[Material for the task — start]

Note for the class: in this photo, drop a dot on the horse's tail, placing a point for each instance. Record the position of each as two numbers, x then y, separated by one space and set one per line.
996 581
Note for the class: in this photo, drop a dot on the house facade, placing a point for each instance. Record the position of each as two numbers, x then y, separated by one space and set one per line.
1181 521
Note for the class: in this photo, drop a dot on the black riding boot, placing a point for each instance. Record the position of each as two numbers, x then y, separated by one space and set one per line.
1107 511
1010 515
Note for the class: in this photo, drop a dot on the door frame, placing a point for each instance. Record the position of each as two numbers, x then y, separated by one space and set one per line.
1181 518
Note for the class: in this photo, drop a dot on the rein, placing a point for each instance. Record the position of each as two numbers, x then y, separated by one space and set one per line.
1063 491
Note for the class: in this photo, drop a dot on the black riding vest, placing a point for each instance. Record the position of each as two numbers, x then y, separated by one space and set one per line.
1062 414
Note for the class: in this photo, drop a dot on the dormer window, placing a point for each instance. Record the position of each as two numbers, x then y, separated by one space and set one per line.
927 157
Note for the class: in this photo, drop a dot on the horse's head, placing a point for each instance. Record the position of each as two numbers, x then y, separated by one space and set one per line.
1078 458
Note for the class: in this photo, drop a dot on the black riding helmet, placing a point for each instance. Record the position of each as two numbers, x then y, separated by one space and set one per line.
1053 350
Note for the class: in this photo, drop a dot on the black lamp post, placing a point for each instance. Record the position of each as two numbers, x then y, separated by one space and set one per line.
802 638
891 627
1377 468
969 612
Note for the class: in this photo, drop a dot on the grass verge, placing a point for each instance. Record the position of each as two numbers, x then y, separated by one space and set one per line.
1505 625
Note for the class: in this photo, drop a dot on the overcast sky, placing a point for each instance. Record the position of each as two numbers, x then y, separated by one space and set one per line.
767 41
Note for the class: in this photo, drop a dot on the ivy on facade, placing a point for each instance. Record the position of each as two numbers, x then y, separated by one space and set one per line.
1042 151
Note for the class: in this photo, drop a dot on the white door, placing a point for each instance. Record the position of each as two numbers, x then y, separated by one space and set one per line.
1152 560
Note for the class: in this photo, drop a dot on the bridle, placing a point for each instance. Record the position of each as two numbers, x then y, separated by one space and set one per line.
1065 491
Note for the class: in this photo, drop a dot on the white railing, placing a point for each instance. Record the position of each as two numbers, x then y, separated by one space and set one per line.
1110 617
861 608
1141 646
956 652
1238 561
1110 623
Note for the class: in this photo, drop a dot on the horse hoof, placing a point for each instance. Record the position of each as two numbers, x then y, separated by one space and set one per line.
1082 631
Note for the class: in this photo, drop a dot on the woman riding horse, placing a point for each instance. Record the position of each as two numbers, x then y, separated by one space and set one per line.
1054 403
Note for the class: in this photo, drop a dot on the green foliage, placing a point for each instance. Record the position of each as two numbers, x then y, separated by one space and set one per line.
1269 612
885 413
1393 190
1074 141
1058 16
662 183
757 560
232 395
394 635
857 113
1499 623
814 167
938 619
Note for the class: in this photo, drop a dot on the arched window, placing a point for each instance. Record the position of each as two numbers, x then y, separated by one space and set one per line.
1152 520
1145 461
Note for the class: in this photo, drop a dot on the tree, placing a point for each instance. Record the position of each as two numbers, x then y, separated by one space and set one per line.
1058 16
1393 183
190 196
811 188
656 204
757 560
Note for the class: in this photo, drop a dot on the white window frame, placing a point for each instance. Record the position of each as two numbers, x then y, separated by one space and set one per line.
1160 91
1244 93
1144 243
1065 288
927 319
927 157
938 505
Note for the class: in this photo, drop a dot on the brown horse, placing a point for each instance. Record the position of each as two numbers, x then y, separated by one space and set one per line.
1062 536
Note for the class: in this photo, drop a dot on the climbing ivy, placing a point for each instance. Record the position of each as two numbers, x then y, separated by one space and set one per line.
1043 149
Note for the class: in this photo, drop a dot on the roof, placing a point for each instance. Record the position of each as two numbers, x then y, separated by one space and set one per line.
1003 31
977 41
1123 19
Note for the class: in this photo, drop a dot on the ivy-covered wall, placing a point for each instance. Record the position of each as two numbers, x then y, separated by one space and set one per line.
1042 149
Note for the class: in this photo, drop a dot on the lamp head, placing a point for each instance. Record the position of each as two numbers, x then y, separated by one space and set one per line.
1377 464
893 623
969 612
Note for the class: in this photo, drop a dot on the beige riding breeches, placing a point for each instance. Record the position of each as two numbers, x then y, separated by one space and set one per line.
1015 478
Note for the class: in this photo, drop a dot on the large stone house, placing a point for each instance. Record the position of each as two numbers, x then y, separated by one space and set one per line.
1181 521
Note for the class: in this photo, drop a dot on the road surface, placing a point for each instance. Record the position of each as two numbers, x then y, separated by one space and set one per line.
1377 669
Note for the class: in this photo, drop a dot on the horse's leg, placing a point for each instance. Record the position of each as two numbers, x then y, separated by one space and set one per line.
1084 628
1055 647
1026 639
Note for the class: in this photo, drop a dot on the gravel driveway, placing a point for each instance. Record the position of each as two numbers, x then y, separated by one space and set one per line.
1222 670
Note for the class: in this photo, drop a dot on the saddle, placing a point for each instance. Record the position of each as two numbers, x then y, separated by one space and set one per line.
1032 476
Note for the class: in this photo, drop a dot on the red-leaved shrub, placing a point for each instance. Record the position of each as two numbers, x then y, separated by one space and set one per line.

[Material for the task — finish]
[Material for the task — start]

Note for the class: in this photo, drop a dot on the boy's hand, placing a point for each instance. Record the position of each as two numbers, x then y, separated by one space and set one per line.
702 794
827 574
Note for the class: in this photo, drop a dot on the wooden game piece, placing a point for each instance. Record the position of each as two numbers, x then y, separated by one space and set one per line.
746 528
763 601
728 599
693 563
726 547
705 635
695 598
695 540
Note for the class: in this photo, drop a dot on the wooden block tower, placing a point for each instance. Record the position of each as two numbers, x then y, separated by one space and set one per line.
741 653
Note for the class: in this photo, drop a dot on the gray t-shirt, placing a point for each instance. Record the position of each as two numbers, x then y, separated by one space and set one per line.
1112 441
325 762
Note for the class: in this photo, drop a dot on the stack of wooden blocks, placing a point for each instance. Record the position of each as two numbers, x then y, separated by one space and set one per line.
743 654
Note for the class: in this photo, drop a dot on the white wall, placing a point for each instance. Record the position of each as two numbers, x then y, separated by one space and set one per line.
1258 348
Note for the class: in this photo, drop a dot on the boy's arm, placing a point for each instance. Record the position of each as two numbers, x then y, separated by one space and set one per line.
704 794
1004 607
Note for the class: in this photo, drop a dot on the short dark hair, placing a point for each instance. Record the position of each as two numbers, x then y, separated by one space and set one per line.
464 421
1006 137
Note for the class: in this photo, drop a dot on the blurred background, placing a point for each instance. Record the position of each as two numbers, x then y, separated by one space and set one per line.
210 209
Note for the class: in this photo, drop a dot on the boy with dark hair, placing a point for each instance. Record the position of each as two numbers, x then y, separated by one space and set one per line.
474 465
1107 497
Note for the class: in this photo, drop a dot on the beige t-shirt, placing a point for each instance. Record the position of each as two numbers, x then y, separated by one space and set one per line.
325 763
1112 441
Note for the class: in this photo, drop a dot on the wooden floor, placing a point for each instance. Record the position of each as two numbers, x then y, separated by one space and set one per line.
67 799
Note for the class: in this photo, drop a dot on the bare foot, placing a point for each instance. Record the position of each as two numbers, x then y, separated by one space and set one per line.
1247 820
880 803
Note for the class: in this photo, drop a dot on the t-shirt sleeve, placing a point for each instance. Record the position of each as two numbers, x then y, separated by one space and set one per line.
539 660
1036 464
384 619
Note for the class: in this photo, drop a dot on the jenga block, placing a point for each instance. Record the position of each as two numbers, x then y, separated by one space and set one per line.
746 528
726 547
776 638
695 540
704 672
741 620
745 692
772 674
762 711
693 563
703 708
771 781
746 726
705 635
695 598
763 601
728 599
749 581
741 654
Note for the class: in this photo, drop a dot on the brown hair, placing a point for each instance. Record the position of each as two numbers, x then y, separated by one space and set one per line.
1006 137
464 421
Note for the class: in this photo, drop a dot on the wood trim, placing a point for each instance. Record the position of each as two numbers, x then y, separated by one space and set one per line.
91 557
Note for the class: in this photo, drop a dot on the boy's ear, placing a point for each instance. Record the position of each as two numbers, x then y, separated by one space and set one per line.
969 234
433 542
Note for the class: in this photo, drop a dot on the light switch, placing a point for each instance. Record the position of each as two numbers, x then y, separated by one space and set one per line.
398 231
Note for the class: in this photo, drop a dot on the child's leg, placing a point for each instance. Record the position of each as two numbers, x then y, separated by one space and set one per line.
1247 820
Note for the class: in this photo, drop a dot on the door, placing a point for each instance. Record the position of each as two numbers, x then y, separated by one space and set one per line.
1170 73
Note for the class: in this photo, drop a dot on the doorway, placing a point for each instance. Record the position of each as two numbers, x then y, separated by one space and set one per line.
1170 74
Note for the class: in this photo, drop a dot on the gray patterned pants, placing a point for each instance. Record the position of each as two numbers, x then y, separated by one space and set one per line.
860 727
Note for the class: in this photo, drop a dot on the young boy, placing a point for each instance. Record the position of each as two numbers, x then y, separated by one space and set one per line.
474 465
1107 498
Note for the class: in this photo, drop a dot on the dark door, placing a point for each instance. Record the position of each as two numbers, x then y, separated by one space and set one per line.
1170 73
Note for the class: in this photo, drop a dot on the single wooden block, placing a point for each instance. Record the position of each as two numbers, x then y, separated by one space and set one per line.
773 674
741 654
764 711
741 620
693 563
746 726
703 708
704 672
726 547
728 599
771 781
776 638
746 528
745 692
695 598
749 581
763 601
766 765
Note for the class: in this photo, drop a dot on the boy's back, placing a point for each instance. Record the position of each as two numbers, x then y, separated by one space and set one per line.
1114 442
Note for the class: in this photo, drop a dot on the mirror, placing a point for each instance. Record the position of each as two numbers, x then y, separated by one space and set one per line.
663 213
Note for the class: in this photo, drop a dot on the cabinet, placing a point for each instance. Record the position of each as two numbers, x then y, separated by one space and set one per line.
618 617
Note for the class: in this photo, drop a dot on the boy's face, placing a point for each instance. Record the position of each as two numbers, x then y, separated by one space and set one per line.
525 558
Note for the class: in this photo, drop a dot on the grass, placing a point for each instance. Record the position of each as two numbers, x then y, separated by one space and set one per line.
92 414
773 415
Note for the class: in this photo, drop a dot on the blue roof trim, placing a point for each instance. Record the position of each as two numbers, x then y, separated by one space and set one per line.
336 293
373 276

[Material for the task — finish]

→ Work to complete: Among the entries above, copy exactly only the lines starting with the one containing "on the road" and going through the one containing "on the red-leaved", both ends included.

→ Exercise response:
Note for the class: in this photo, drop a dot on the road surface, placing a point for each instance. Record the position of each as two numbers, x then y, separated by one space and set one per line.
1377 669
Note for the class: in this photo, drop a dot on the horse's leg, placing a point for each instance. Record the position of each as two numbers, x then y, separated by one space and set one per line.
1084 628
1055 647
1026 639
Note for the class: in this photo, drop a dot on the gravel driveway, placing a point for each instance. Record the position of each as two numbers, x then y, separated by one space and set one per line.
1222 670
Note for the class: in this photo, drop a dot on the saddle, placing a point for each instance. Record the position of each as two numbers, x then y, separated by one space and set one per line.
1032 476
Note for the class: in this photo, drop a dot on the red-leaved shrub, placing a point for each instance. Record the position of each as two numbers, x then y, separated by one space and set one per line.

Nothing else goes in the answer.